| Extracted data |
>> Start

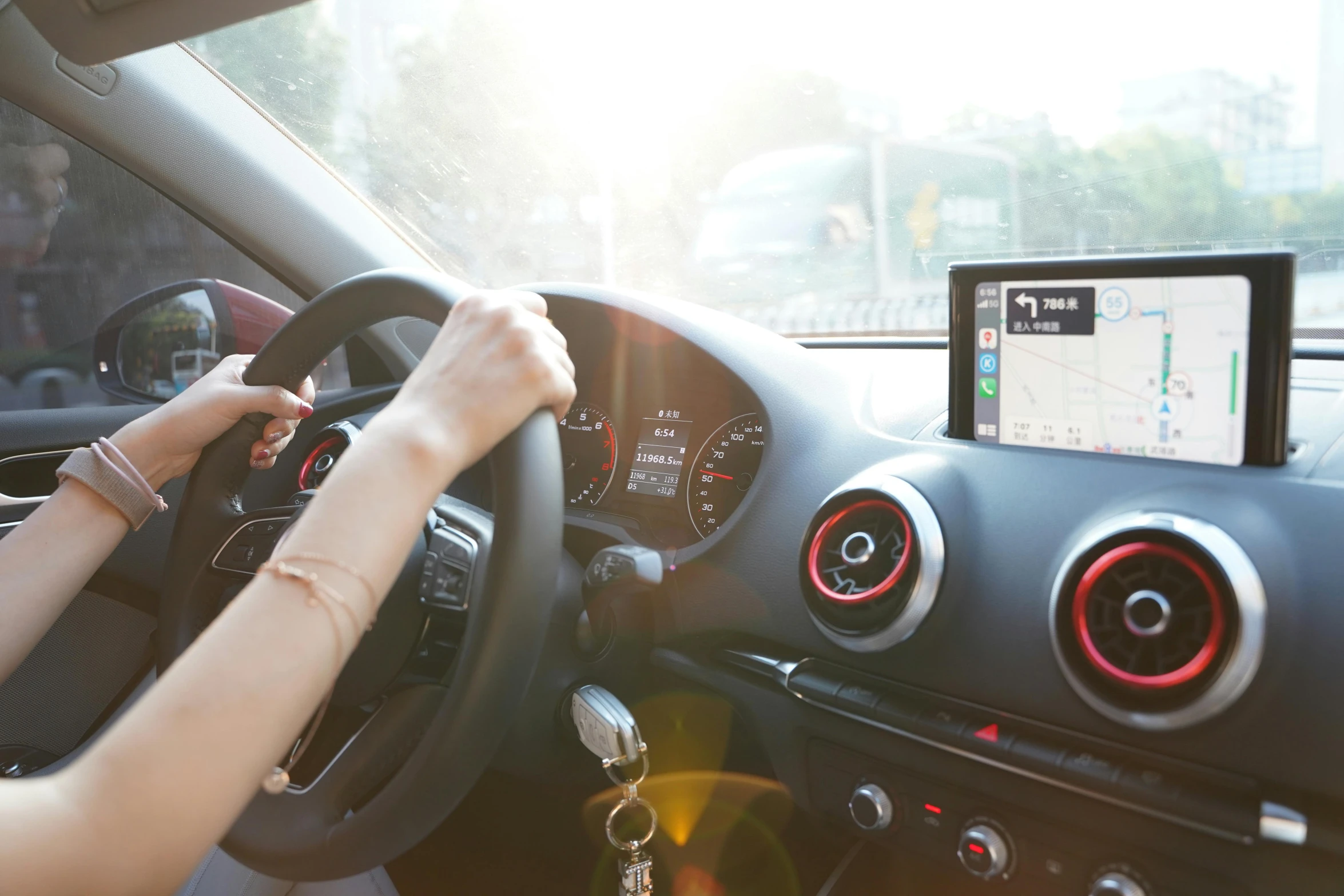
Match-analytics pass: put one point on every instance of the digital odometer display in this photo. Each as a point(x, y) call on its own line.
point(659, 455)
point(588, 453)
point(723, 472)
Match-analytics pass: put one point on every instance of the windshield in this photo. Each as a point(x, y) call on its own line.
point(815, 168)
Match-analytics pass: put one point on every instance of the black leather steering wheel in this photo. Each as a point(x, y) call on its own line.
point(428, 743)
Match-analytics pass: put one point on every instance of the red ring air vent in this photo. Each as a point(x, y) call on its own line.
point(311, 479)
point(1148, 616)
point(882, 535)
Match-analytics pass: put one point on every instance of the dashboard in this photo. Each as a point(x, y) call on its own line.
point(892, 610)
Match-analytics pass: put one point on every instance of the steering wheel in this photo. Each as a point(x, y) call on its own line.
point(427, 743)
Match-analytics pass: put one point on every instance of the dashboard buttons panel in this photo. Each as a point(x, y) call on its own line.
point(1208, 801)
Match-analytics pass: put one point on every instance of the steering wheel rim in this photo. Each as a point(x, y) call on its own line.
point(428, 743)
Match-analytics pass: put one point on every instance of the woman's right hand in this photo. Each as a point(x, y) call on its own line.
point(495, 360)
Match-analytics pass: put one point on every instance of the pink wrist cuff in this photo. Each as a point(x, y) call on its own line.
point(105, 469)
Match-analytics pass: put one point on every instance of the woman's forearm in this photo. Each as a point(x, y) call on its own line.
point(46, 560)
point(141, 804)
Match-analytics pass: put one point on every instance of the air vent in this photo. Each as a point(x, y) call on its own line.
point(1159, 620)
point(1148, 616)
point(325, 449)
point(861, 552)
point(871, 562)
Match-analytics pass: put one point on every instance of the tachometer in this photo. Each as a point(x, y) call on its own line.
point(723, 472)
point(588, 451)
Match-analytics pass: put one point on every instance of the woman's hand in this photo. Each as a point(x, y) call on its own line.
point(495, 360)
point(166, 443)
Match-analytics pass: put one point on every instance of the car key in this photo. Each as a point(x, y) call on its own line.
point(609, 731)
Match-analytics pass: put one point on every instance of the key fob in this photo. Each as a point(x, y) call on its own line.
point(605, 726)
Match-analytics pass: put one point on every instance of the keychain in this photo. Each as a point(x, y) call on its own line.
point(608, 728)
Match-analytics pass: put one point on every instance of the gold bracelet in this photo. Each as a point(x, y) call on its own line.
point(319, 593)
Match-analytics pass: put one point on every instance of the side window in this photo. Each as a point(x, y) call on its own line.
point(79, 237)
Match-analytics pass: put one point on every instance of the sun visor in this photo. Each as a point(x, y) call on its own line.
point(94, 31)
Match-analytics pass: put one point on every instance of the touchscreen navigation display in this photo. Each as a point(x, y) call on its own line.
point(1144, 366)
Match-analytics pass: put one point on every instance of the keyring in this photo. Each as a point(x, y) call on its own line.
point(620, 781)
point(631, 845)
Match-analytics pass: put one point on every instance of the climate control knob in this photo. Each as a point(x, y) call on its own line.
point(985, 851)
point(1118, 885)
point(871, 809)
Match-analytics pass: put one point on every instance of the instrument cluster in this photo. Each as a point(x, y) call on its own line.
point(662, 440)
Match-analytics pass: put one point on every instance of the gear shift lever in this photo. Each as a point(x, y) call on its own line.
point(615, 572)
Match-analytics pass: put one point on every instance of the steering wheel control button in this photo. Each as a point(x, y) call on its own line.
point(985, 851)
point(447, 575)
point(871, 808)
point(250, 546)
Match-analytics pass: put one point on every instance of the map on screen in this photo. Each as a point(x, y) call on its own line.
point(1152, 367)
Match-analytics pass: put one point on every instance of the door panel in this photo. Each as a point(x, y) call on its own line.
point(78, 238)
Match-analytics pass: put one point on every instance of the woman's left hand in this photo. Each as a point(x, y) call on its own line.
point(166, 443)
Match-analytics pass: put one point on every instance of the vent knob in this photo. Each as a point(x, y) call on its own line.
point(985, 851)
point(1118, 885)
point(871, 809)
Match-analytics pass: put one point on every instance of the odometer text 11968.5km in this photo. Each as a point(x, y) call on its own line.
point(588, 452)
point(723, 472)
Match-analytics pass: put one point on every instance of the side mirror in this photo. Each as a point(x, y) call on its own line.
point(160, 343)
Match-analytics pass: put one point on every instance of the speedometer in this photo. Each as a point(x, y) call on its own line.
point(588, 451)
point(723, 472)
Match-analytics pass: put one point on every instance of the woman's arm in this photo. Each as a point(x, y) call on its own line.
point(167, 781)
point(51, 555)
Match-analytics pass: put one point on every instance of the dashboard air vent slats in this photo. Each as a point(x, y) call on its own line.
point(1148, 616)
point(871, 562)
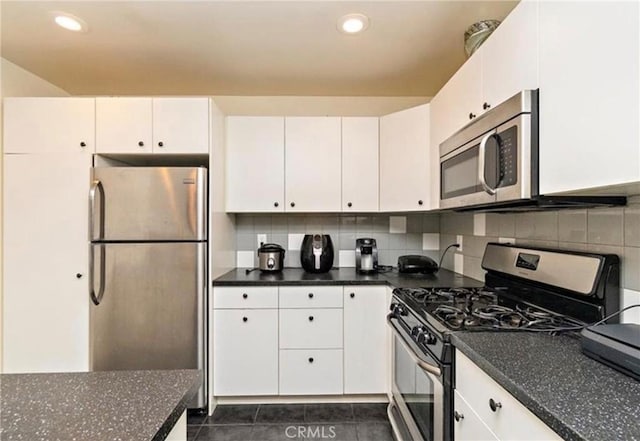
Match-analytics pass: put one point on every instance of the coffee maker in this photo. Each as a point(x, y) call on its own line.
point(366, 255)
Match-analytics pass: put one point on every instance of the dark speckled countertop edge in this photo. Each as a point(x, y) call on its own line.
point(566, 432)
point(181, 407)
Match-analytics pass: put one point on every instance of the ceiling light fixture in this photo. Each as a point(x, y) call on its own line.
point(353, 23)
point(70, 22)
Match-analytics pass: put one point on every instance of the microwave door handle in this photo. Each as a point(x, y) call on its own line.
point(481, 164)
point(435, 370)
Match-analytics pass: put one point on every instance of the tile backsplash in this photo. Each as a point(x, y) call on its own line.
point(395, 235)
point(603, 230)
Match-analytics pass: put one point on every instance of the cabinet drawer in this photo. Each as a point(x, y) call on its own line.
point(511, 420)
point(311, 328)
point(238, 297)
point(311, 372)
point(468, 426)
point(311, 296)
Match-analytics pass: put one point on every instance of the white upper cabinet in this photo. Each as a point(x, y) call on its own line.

>> End

Write out exactly the final stretch of the records: the line containing "of the dark" and every line after it, through the last, and nothing else.

| Answer to this task |
Match-analytics pass: put one point on every instance of the dark speckled countertop edge in this photo. Each as a point(x, y) call on its own line.
point(566, 432)
point(181, 407)
Match-analytics pass: put one point on every instance of the ceiling light fixture in this photo. Each as a point(x, y) call on its own line.
point(353, 23)
point(70, 22)
Match-analytics pass: put one point on every instance of the microwave door handle in this photo. Each as a point(x, y) call on its own line.
point(481, 164)
point(435, 370)
Match-analytics pass: put one point on every instance of the tile backsplash in this photo. Each as a point(x, y) call on its own line.
point(395, 235)
point(603, 230)
Match-analytics pass: put one point on every instance of the cabinet drawer in this photo. Each as a point(x, y) call on its own line.
point(511, 420)
point(311, 328)
point(238, 297)
point(311, 372)
point(468, 426)
point(311, 296)
Match-analytics pass: put one point on every instance of the white upper cabinet in this photo. Each as a point(x, y) call on its own line.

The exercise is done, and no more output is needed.